> _Your goal_
Only the lines from the one with "367L202 440L300 500L384" through the end of the material are wanted, copied exactly and with the pictures left out.

_ _ _ _ _ _ _

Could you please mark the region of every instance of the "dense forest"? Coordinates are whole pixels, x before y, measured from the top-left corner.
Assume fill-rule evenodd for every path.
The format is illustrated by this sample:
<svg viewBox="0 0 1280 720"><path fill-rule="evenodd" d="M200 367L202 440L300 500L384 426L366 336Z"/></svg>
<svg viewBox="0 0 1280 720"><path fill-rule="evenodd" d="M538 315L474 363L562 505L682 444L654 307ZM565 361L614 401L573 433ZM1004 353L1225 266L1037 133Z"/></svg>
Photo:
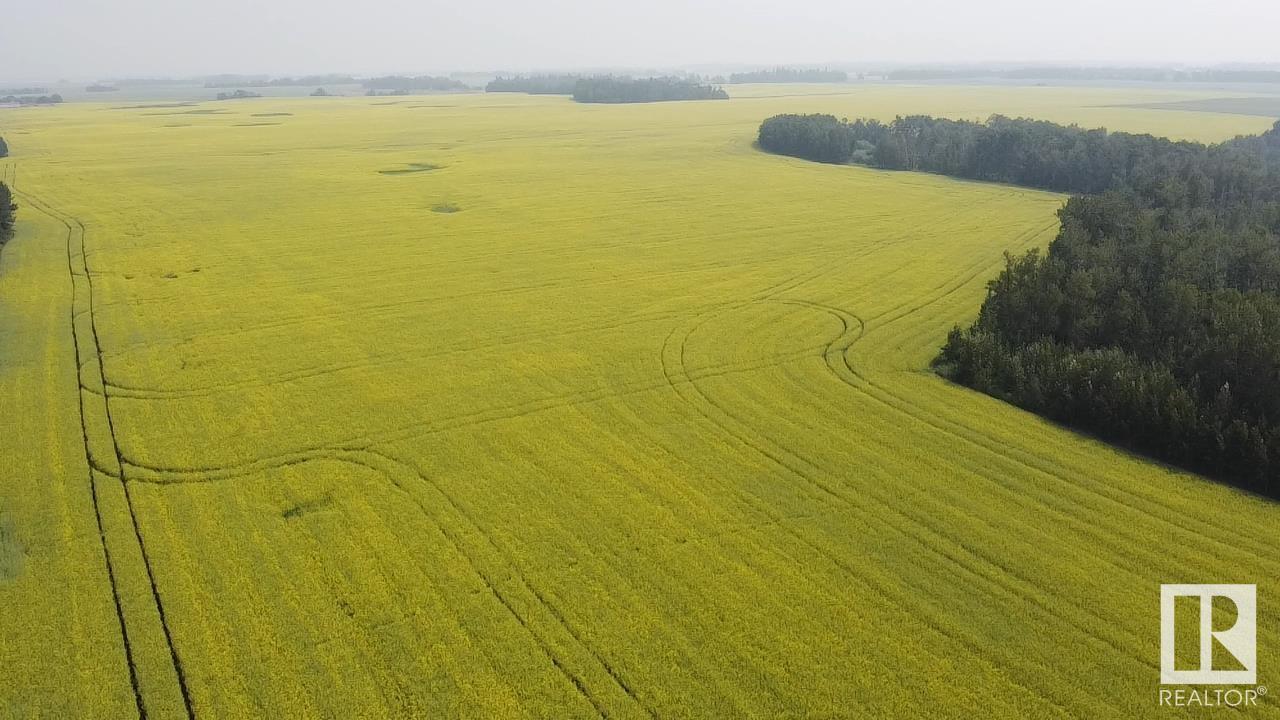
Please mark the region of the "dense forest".
<svg viewBox="0 0 1280 720"><path fill-rule="evenodd" d="M852 126L834 115L774 115L760 124L757 142L779 155L847 163L853 159L854 138Z"/></svg>
<svg viewBox="0 0 1280 720"><path fill-rule="evenodd" d="M0 137L0 158L2 157L9 157L9 143L5 142L4 138Z"/></svg>
<svg viewBox="0 0 1280 720"><path fill-rule="evenodd" d="M1280 123L1218 145L993 117L779 116L761 148L1078 193L938 359L954 380L1280 496Z"/></svg>
<svg viewBox="0 0 1280 720"><path fill-rule="evenodd" d="M776 67L772 70L733 73L731 83L842 83L849 81L849 73L843 70L803 70Z"/></svg>
<svg viewBox="0 0 1280 720"><path fill-rule="evenodd" d="M595 77L578 80L573 99L580 103L643 103L664 100L728 100L729 93L715 85L672 77Z"/></svg>
<svg viewBox="0 0 1280 720"><path fill-rule="evenodd" d="M529 75L496 77L485 92L519 92L530 95L572 95L581 75Z"/></svg>
<svg viewBox="0 0 1280 720"><path fill-rule="evenodd" d="M308 83L314 84L314 83ZM366 90L404 90L405 92L413 90L468 90L465 83L459 82L452 78L437 77L435 75L419 75L417 77L405 77L402 75L387 75L385 77L369 78L360 83Z"/></svg>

_ _ _ _ _ _ _

> _Answer to this problem_
<svg viewBox="0 0 1280 720"><path fill-rule="evenodd" d="M200 367L202 440L300 500L384 426L366 336Z"/></svg>
<svg viewBox="0 0 1280 720"><path fill-rule="evenodd" d="M538 315L474 363L562 505L682 444L654 307ZM565 361L614 401L573 433ZM1004 353L1225 266L1037 133Z"/></svg>
Photo:
Please mark the region of the "dense forest".
<svg viewBox="0 0 1280 720"><path fill-rule="evenodd" d="M852 126L834 115L774 115L760 124L757 142L779 155L847 163L853 159L854 138Z"/></svg>
<svg viewBox="0 0 1280 720"><path fill-rule="evenodd" d="M0 137L0 158L2 157L9 157L9 143L5 142L4 138Z"/></svg>
<svg viewBox="0 0 1280 720"><path fill-rule="evenodd" d="M1280 123L1218 145L993 117L779 116L761 148L1078 193L938 359L954 380L1280 496Z"/></svg>
<svg viewBox="0 0 1280 720"><path fill-rule="evenodd" d="M776 67L772 70L733 73L731 83L842 83L849 81L849 73L843 70L803 70Z"/></svg>
<svg viewBox="0 0 1280 720"><path fill-rule="evenodd" d="M595 77L578 80L573 99L580 103L643 103L664 100L728 100L729 93L715 85L672 77Z"/></svg>
<svg viewBox="0 0 1280 720"><path fill-rule="evenodd" d="M529 75L496 77L485 92L519 92L530 95L572 95L581 75Z"/></svg>
<svg viewBox="0 0 1280 720"><path fill-rule="evenodd" d="M308 83L314 84L314 83ZM366 90L404 90L405 92L413 90L468 90L465 83L459 82L452 78L437 77L435 75L419 75L417 77L405 77L402 75L387 75L385 77L369 78L360 83Z"/></svg>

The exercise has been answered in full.